> [What you have to do]:
Print each line of the listing once more, precisely as given.

> [Data records]:
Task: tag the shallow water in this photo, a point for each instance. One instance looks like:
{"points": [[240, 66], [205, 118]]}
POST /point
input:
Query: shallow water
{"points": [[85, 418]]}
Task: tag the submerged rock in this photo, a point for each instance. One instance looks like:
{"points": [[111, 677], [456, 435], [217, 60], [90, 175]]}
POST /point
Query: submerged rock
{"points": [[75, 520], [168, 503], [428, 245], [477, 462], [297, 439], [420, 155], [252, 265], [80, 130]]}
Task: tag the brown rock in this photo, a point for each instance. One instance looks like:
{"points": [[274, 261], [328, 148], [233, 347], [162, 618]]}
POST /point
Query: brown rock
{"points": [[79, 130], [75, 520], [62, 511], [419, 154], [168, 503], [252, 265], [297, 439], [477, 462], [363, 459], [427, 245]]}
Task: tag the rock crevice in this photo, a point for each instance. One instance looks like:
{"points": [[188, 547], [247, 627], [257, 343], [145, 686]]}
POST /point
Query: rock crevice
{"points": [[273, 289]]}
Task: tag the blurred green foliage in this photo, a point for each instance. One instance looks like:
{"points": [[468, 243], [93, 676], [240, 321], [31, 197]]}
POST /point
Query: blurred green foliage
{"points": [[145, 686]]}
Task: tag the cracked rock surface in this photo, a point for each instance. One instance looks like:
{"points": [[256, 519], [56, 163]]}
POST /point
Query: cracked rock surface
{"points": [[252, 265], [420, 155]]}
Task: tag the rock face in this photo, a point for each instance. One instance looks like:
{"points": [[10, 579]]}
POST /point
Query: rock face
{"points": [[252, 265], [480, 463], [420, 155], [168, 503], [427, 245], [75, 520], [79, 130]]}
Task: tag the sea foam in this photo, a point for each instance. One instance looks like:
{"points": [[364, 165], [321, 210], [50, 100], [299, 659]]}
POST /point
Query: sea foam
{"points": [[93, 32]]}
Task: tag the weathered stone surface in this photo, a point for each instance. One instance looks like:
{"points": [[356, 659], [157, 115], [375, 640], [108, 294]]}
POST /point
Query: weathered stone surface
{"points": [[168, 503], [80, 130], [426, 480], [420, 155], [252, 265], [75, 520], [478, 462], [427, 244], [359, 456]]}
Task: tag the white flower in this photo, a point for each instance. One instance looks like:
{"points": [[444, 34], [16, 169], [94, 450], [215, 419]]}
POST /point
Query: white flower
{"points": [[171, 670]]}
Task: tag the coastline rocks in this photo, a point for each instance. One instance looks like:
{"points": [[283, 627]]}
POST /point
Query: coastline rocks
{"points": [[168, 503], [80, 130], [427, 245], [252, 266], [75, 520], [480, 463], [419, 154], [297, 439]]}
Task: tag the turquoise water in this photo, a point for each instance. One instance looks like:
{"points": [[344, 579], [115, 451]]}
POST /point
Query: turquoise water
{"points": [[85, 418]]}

> [Answer to the exercise]:
Task: tag the shallow water in this photo, a point for each instance. One instance looks like:
{"points": [[240, 66], [205, 118]]}
POST /point
input:
Query: shallow water
{"points": [[85, 418]]}
Task: tag the submerged rock in this photo, a point for each instance. One instance looks like:
{"points": [[111, 677], [456, 435], [217, 60], [90, 175]]}
POST /point
Query: submerged rock
{"points": [[75, 520], [168, 503], [428, 245], [477, 462], [297, 439], [420, 155], [252, 265], [80, 130]]}
Task: tag the brown rock in this photo, a point for each instance. One instance looks like:
{"points": [[274, 261], [328, 148], [233, 347], [162, 618]]}
POST /point
Query: brown rock
{"points": [[79, 130], [75, 520], [62, 511], [419, 154], [168, 503], [252, 265], [297, 439], [477, 462], [363, 459], [427, 245]]}
Task: tag the rock crevice in this photo, a point for each instance. One instance looks like:
{"points": [[188, 547], [247, 627], [257, 343], [145, 686]]}
POST /point
Query: rock crevice
{"points": [[273, 289]]}
Task: tag the blurred green foliage in this photo, a point for each instance. One instance looks like:
{"points": [[468, 243], [93, 676], [240, 321], [31, 197]]}
POST /point
Query: blurred green foliage
{"points": [[145, 686]]}
Task: tag the cracked rock surface in this photo, a point for each instance. One instance looks like:
{"points": [[256, 519], [56, 163]]}
POST /point
Query: cracked rock surface
{"points": [[252, 265], [420, 155]]}
Task: tag the rock face in this photo, a point for each instance. One instance looks like:
{"points": [[10, 579]]}
POST /point
Query: rock face
{"points": [[252, 265], [480, 463], [420, 155], [168, 503], [427, 245], [75, 520], [79, 130]]}
Task: tag the sea foam in this photo, a point for each instance. One instance looks like:
{"points": [[364, 165], [321, 210], [50, 100], [299, 659]]}
POST /point
Query: sea foam
{"points": [[93, 32]]}
Task: tag the weathered stone surface in this photo, a point for each instance. One instance looks like:
{"points": [[356, 659], [157, 115], [375, 640], [108, 294]]}
POST /point
Query: weathered stone surface
{"points": [[168, 503], [80, 130], [426, 480], [420, 155], [252, 265], [75, 520], [478, 462], [427, 244], [359, 456]]}
Task: tag the white flower in this photo, a point for each instance. One instance looks like:
{"points": [[444, 34], [16, 169], [94, 450], [215, 419]]}
POST /point
Query: white flower
{"points": [[171, 670]]}
Task: tag the coastline rocks in this photo, a point for each instance. One instance looks like:
{"points": [[283, 627]]}
POST /point
Query: coastline rocks
{"points": [[168, 503], [80, 130], [427, 245], [252, 266], [75, 520], [480, 463], [419, 154], [297, 439]]}
Task: tag the turquoise water in this photo, a point for each instance. One instance looks like:
{"points": [[344, 579], [115, 451]]}
POST /point
Query: turquoise water
{"points": [[85, 418]]}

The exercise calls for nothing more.